BRIEF: Return each line of the records below in which the string "sink" turns up.

(Stored items from a collection)
__________________________________________________
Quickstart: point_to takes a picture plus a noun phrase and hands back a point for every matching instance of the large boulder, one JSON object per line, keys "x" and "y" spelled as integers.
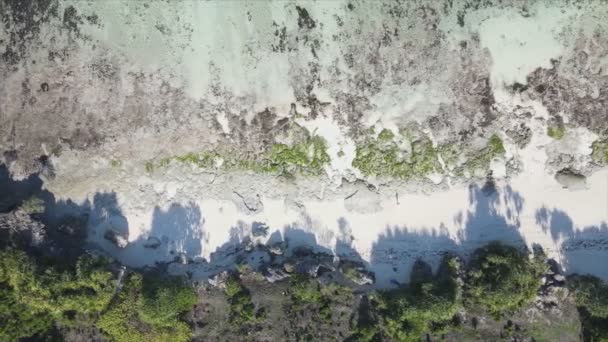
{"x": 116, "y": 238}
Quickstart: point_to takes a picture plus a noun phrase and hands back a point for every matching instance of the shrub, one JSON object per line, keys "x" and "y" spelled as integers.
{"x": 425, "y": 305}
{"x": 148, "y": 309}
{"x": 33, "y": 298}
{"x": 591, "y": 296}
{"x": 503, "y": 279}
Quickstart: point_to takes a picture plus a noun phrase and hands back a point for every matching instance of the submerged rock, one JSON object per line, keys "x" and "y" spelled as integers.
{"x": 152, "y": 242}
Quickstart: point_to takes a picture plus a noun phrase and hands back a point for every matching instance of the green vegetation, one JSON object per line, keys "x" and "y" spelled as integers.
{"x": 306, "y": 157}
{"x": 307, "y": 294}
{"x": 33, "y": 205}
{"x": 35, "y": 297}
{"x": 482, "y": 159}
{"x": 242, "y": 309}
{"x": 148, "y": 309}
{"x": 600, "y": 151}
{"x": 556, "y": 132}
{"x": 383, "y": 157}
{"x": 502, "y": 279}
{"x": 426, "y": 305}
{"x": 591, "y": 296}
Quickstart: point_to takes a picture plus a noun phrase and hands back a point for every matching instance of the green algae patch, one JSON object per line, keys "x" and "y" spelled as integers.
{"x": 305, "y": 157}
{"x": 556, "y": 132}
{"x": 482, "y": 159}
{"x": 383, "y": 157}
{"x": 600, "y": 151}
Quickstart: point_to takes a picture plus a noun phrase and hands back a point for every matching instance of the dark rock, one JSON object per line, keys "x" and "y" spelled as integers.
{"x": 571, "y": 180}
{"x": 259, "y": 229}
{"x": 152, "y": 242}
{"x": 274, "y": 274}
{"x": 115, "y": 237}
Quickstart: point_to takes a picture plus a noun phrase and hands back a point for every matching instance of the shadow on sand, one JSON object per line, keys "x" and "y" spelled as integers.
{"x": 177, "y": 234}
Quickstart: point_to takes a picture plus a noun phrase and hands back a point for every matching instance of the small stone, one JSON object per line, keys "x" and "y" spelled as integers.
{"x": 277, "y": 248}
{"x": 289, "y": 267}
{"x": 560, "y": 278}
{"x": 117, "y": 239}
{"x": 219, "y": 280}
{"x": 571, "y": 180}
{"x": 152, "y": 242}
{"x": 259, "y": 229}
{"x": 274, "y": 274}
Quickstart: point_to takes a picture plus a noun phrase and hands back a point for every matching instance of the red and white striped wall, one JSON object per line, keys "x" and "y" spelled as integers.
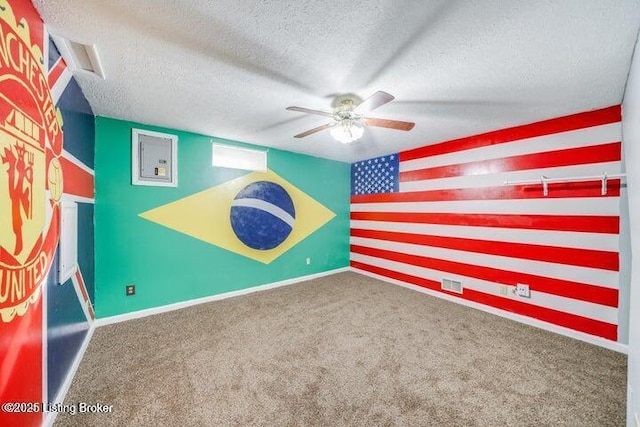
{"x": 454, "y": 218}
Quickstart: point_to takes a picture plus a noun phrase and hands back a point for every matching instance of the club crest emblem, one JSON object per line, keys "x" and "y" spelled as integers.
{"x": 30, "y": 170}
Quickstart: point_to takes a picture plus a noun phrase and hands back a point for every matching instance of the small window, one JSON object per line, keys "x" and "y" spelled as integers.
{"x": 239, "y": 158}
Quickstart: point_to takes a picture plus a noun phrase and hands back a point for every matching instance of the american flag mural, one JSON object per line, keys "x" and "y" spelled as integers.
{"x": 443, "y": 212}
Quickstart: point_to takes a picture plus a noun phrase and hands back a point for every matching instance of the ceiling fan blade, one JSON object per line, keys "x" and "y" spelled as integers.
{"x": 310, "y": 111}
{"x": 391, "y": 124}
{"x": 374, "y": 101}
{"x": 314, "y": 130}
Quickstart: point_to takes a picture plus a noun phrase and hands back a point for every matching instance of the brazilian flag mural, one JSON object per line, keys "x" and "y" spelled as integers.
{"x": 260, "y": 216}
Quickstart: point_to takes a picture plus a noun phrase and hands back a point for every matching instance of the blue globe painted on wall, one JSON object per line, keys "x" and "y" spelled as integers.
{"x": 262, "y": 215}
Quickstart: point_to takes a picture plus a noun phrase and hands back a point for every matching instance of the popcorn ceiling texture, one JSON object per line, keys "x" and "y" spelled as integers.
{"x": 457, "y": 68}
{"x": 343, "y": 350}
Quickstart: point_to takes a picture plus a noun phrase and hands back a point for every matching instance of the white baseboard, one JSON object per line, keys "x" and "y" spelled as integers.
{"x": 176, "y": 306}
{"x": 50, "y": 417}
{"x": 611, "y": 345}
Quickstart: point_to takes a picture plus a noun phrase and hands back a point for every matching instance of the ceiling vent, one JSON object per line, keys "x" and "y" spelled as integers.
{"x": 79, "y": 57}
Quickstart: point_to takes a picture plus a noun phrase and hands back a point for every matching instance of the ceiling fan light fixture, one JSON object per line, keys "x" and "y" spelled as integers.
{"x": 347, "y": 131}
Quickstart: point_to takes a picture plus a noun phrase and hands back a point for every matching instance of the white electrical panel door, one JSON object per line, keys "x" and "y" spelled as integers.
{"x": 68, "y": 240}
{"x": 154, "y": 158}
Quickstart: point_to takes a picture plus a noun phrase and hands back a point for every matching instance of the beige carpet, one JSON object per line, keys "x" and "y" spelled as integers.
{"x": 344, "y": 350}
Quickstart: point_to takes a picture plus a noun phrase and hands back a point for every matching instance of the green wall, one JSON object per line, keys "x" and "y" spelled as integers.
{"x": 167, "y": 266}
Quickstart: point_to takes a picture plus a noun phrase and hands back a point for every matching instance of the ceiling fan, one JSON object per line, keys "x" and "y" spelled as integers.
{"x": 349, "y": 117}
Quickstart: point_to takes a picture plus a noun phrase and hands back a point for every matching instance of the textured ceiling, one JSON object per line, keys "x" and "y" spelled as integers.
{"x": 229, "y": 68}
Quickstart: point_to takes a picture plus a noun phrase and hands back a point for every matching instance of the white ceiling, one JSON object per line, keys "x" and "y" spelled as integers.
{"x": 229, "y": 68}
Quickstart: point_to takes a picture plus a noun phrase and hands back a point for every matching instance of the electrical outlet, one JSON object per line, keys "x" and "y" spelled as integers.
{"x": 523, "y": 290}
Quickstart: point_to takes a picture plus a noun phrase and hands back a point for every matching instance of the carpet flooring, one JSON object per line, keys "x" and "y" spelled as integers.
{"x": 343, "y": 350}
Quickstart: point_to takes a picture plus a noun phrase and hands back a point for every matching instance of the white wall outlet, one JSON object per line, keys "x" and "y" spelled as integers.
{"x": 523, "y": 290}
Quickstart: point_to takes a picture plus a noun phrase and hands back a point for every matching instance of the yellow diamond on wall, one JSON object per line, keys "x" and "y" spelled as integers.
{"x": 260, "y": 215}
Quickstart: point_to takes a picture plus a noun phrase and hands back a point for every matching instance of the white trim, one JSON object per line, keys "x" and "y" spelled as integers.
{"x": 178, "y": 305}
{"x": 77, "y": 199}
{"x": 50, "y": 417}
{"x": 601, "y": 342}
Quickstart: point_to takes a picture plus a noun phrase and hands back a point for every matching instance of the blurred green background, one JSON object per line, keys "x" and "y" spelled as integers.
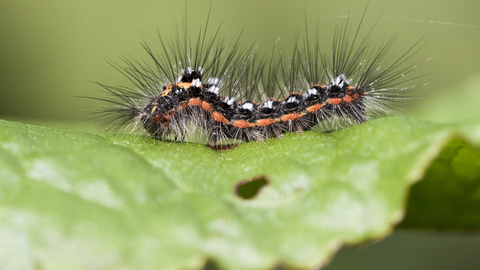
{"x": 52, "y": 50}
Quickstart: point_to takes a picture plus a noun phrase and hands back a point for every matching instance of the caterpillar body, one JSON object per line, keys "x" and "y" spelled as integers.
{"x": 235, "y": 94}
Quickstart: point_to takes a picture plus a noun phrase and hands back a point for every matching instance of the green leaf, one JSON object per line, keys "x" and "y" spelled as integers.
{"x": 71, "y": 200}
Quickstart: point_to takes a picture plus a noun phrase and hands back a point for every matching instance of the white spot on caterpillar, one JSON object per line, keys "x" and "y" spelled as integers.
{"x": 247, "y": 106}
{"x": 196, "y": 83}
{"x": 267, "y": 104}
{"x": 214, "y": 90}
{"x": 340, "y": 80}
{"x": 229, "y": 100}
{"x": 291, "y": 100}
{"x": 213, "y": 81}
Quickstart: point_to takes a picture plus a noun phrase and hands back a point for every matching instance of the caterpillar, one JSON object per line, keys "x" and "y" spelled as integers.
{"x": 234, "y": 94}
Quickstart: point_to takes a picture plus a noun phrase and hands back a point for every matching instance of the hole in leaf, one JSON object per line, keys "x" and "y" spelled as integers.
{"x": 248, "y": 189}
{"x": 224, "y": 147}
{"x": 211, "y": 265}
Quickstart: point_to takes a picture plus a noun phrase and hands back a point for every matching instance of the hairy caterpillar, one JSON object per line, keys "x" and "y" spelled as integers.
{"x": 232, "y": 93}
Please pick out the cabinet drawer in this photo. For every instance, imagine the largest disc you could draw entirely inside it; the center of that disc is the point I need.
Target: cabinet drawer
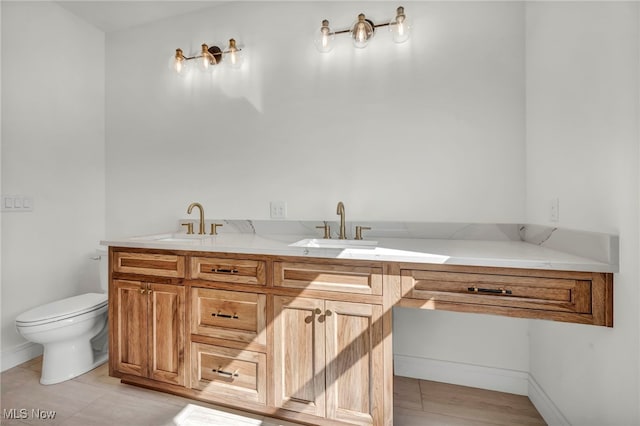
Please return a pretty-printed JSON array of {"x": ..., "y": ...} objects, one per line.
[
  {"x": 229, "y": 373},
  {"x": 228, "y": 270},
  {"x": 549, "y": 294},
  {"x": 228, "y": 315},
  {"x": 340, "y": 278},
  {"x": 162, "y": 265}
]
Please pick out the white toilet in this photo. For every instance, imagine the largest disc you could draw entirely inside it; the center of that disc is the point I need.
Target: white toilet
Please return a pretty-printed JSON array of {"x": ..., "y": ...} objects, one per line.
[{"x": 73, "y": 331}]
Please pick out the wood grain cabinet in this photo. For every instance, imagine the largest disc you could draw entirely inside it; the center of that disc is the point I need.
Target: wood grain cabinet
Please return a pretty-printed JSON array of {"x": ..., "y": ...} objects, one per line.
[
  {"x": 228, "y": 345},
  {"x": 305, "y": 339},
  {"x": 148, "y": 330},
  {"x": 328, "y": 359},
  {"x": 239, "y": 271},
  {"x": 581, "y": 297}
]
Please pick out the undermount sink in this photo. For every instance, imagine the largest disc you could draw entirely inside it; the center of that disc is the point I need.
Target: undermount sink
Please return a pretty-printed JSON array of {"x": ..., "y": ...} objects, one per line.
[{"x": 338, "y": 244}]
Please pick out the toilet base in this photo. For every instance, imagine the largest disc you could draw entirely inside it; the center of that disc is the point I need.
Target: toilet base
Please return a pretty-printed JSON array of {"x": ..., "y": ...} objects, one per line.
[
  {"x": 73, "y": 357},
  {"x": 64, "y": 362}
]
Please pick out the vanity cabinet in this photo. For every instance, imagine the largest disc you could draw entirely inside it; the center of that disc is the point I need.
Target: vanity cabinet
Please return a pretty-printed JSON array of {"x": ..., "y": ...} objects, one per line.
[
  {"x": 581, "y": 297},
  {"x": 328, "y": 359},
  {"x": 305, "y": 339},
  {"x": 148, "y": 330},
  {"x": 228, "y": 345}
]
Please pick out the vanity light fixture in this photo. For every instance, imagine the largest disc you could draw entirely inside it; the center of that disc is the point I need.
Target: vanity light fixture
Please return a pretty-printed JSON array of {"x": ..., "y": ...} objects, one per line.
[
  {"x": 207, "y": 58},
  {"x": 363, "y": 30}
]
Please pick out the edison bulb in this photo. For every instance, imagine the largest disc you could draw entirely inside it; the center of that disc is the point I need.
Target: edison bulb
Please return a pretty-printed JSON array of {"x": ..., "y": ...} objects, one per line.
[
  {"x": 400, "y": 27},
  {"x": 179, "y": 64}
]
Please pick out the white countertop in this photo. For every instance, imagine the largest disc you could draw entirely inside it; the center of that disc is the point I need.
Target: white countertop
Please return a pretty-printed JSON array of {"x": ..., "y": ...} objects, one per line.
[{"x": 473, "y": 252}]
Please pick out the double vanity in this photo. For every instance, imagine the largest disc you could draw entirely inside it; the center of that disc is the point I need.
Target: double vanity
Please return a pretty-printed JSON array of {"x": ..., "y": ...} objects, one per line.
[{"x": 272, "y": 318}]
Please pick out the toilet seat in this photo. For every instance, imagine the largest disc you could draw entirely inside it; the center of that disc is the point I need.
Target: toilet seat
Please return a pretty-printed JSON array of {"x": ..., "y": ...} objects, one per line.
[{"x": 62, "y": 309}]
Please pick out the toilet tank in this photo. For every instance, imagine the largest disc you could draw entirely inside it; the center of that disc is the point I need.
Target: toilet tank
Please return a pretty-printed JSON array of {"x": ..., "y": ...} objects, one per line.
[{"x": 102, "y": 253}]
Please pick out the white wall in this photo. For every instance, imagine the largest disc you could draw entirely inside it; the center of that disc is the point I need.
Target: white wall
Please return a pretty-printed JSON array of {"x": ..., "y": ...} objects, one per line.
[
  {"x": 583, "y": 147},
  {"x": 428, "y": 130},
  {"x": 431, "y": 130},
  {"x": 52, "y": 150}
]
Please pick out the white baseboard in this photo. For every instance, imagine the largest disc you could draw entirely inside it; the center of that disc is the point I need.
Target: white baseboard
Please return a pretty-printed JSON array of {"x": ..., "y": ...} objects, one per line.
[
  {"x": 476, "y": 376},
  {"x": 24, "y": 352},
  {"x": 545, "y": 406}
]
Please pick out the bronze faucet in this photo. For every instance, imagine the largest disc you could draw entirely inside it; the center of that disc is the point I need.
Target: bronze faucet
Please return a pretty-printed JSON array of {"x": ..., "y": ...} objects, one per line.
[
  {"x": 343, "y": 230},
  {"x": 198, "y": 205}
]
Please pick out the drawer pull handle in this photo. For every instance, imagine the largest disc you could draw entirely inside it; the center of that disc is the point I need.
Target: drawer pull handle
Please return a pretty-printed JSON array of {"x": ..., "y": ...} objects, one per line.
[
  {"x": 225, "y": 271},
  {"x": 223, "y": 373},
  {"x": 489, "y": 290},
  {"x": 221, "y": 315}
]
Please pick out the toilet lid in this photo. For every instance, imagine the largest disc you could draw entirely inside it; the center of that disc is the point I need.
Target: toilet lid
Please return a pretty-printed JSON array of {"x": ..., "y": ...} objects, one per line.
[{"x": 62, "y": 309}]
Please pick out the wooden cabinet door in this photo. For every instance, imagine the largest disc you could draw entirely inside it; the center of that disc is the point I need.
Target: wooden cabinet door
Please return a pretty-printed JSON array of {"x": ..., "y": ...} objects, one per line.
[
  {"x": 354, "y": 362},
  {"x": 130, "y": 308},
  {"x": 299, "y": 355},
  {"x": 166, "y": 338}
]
__________________________________________________
RESPONSE TO THIS TASK:
Please pick out the undermount sink in this photo. For every instance, imagine the largest disc you could draw entirely inside it; the center of that disc is the point I need.
Target: undermount sink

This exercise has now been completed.